§ **ACTIVITY**:
Nothing in the records may change. Output them all exactly.

§ **Point localization data**:
********************
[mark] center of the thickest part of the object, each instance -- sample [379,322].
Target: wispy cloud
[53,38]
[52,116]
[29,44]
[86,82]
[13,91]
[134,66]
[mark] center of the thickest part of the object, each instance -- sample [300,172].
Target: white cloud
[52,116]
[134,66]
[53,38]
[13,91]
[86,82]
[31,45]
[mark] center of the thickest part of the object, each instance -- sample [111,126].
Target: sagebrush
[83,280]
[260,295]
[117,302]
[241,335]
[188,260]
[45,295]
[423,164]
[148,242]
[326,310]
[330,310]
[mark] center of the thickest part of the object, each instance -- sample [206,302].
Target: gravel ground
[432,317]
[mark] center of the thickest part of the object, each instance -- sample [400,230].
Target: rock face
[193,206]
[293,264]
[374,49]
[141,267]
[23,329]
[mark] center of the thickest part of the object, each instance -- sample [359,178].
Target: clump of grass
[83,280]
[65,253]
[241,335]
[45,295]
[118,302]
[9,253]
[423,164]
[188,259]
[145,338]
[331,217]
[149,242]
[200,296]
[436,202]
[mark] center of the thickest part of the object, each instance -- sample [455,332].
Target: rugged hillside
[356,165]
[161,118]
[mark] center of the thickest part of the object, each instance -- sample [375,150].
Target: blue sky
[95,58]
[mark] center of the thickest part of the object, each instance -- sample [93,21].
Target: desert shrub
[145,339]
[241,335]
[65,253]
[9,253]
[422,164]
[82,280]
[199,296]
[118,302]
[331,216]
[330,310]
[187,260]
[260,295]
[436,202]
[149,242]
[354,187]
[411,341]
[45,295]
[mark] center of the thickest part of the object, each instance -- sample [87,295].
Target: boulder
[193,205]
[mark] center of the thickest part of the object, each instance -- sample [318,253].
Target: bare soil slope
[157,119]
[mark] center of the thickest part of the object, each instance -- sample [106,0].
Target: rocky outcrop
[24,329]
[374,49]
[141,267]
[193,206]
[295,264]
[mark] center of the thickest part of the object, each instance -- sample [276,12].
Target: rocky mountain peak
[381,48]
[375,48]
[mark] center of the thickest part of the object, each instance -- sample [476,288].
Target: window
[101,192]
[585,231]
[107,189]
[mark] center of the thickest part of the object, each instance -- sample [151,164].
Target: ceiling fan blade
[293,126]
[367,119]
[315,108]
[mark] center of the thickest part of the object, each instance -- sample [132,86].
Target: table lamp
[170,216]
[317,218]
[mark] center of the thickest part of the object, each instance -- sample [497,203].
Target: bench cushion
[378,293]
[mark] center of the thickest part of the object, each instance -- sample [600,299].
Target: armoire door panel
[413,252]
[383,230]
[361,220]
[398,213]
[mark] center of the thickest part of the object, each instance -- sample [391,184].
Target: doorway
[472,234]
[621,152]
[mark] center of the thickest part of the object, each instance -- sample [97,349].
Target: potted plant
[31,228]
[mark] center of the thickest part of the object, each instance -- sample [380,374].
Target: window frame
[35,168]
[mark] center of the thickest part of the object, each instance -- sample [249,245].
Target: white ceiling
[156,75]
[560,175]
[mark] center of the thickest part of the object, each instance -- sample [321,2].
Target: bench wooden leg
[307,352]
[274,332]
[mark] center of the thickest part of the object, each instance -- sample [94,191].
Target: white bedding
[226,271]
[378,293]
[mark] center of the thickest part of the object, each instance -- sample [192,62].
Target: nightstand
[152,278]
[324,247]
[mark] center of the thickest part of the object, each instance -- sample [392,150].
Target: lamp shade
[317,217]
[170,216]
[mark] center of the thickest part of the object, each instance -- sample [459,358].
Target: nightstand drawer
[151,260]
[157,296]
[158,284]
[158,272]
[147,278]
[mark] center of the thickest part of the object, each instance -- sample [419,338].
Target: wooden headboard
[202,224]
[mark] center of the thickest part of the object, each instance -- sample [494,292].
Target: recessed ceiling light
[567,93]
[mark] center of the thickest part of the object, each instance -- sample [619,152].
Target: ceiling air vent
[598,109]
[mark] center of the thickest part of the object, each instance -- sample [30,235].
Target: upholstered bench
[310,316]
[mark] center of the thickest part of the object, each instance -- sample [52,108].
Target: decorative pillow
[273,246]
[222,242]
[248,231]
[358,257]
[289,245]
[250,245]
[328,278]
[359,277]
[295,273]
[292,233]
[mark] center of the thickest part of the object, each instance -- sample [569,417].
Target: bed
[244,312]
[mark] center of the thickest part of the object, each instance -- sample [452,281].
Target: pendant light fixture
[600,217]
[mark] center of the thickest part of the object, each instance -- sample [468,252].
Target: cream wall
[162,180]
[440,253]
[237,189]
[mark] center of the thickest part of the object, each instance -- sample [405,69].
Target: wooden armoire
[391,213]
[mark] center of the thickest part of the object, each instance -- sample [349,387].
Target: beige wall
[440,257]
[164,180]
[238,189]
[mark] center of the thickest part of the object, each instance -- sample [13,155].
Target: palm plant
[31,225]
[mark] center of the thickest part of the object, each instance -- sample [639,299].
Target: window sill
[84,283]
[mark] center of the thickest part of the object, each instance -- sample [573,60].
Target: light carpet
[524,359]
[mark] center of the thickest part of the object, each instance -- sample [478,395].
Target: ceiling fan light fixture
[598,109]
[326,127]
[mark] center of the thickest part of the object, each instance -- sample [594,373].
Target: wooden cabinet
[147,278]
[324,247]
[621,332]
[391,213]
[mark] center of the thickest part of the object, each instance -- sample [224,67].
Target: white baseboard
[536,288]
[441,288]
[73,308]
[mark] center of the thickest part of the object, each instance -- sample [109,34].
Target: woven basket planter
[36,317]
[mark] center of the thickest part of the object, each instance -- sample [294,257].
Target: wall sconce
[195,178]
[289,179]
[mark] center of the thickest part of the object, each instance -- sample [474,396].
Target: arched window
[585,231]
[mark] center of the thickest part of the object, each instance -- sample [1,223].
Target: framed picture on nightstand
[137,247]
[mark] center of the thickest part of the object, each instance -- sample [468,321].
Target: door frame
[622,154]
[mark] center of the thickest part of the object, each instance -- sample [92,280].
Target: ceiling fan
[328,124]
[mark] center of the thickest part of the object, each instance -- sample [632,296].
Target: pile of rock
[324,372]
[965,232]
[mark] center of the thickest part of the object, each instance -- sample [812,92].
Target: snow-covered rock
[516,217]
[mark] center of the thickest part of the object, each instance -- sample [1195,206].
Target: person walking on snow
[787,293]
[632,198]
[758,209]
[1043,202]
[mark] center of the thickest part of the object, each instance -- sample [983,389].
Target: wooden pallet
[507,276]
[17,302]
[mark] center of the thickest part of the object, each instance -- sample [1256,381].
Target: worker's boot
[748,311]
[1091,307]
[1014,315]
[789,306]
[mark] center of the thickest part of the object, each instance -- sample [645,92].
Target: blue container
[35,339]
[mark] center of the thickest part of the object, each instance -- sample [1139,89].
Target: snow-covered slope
********************
§ **SOLUTION TO THIS EXERCISE**:
[mark] center of the thickest part of the object, each instance -- sample [379,322].
Target: wispy cloud
[53,38]
[52,116]
[29,44]
[86,82]
[13,91]
[134,66]
[mark] center of the thickest part of the object, each instance -- sample [300,172].
Target: white cloud
[52,116]
[134,66]
[53,38]
[13,91]
[86,82]
[31,45]
[mark] center of the thickest part of the object, each instance -- sample [111,126].
Target: sagebrush
[83,280]
[260,295]
[117,302]
[241,335]
[188,260]
[45,295]
[423,164]
[148,242]
[326,310]
[330,310]
[mark] center of the thickest part of the object, each instance -- sample [206,302].
Target: gravel ground
[432,317]
[mark] center of the thickest part of the object, each instance -- sample [400,230].
Target: rock face
[193,206]
[293,264]
[374,49]
[141,267]
[23,329]
[mark] center of the thickest part of the object, each instance -- sample [359,178].
Target: clump of grass
[83,280]
[65,253]
[241,335]
[45,295]
[118,302]
[9,253]
[423,164]
[188,259]
[145,338]
[331,217]
[149,242]
[200,296]
[436,202]
[mark] center of the thickest part of the object, each instance -- sample [455,332].
Target: rugged hillside
[356,165]
[161,118]
[mark] center of the thickest part of the object, each instance -- sample [375,150].
Target: blue sky
[95,58]
[mark] center of the thickest part of the object, each instance -- sample [93,21].
Target: desert shrub
[145,339]
[241,335]
[65,253]
[9,253]
[422,164]
[82,280]
[199,296]
[118,302]
[331,216]
[330,310]
[187,260]
[260,295]
[436,202]
[149,242]
[354,187]
[411,341]
[45,295]
[mark] center of the thickest part of the object, each instance -- sample [87,295].
Target: boulder
[193,205]
[mark] center of the thickest part of the object, each instance -- sample [318,253].
Target: bare soil slope
[157,119]
[mark] center of the thickest part of the object, each instance -- sample [106,0].
Target: rocky outcrop
[24,329]
[374,49]
[141,267]
[193,206]
[295,264]
[mark] center of the thickest part of the object, each instance -- sample [276,12].
Target: rocky mountain peak
[381,48]
[375,48]
[mark] center of the thickest part of the object, each instance -- sample [476,288].
Target: window
[101,192]
[585,231]
[107,189]
[mark] center of the thickest part of the object, each instance -- sample [151,164].
Target: ceiling fan blade
[293,126]
[367,119]
[315,108]
[mark] center of the thickest part of the object, each instance -- sample [132,86].
Target: table lamp
[170,216]
[317,218]
[mark] center of the thickest part of the object, each instance -- sample [497,203].
Target: bench cushion
[378,293]
[mark] center of the thickest part of the object, each instance -- sample [600,299].
Target: armoire door panel
[413,252]
[383,230]
[361,220]
[398,213]
[mark] center of the thickest part of the object, each instance -- sample [391,184].
Target: doorway
[472,234]
[621,152]
[mark] center of the thickest part of the object, each instance -- sample [97,349].
Target: potted plant
[31,228]
[mark] center of the thickest part of the object, each instance -- sample [380,374].
Target: window frame
[35,168]
[mark] center of the thickest part of the object, each instance -- sample [249,245].
Target: white ceiling
[156,75]
[560,175]
[mark] center of the thickest part of the object, each instance -- sample [321,2].
Target: bench wooden leg
[307,352]
[274,332]
[mark] center of the thickest part of the object, each instance -- sample [94,191].
Target: white bedding
[226,271]
[378,293]
[mark] center of the thickest part of the object, each instance -- sample [192,62].
Target: nightstand
[152,278]
[324,247]
[mark] center of the thickest part of the object, each instance -- sample [392,150].
Target: lamp shade
[317,217]
[170,216]
[mark] center of the thickest part of the object, each instance -- sample [459,358].
Target: nightstand drawer
[151,260]
[157,296]
[158,284]
[158,272]
[147,278]
[mark] center of the thickest part of the object, each instance -- sample [419,338].
Target: wooden headboard
[202,224]
[mark] center of the thickest part of the object, each instance -- sample [494,292].
Target: recessed ceiling light
[567,93]
[mark] center of the thickest part of the object, each instance -- sample [619,152].
Target: ceiling air vent
[598,109]
[mark] center of the thickest part of the object, each instance -- sample [30,235].
Target: upholstered bench
[310,316]
[mark] center of the thickest part of the object, each instance -- sample [52,108].
Target: decorative pillow
[273,246]
[222,242]
[248,231]
[358,257]
[289,245]
[250,245]
[328,278]
[359,277]
[295,273]
[292,233]
[mark] center of the thickest part of the object, each instance -- sample [569,417].
Target: bed
[244,312]
[mark] center of the thickest part of the object, each instance -- sample [452,281].
Target: pendant light fixture
[600,217]
[mark] center of the thickest part of the object, each instance -- sample [468,252].
Target: cream wall
[162,180]
[440,253]
[237,189]
[mark] center of the thickest part of the object, each instance -- sample [405,69].
Target: wooden armoire
[391,213]
[mark] center of the thickest part of the object, each instance -- sample [349,387].
Target: beige wall
[440,257]
[164,180]
[238,189]
[mark] center of the thickest part of the object, each instance -- sample [13,155].
Target: palm plant
[31,225]
[mark] center of the thickest part of the object, each instance -- sample [639,299].
Target: window sill
[84,283]
[mark] center of the thickest part of the object, each instance -- sample [573,60].
Target: light carpet
[524,359]
[mark] center of the thickest part of the object, each instance -- sample [478,395].
Target: ceiling fan light fixture
[598,109]
[326,127]
[mark] center of the thickest part of the object, each instance -- sample [594,373].
Target: wooden cabinet
[147,278]
[324,247]
[621,332]
[391,213]
[mark] center of the thickest part of the object, each instance -- sample [224,67].
Target: white baseboard
[536,288]
[441,288]
[73,308]
[mark] center of the thickest part of the object, each instance -- sample [109,34].
Target: woven basket planter
[36,317]
[mark] center of the thickest part of the object, each instance -- sample [294,257].
Target: wall sconce
[195,178]
[289,179]
[mark] center of the thickest part of the object, each instance -- sample [474,396].
Target: arched window
[585,231]
[mark] center of the thickest part of the object, each instance -- sample [1,223].
Target: framed picture on nightstand
[137,247]
[mark] center of the thickest part of the object, each instance -- sample [468,321].
Target: door frame
[622,154]
[mark] center of the thickest part of the object, each instance -- sample [92,280].
Target: ceiling fan
[328,124]
[mark] center of the thickest part of the object, each instance -- sample [632,296].
Target: pile of rock
[324,372]
[965,232]
[mark] center of the thickest part of the object, each instance -- sample [812,92].
Target: snow-covered rock
[516,217]
[mark] center of the thickest part of the object, each instance -- sample [1195,206].
Target: person walking on snow
[787,293]
[632,198]
[758,209]
[1043,202]
[mark] center of the thickest part of the object, each instance -- sample [983,389].
Target: wooden pallet
[507,276]
[17,302]
[mark] center of the thickest part of the object, each instance -- sample [1256,381].
Target: worker's boot
[748,311]
[1091,307]
[1014,315]
[789,306]
[mark] center of the thickest part of the object, each instance -- sample [645,92].
Target: blue container
[35,339]
[mark] center of the thickest part of the object, each instance -- sample [1139,89].
Target: snow-covered slope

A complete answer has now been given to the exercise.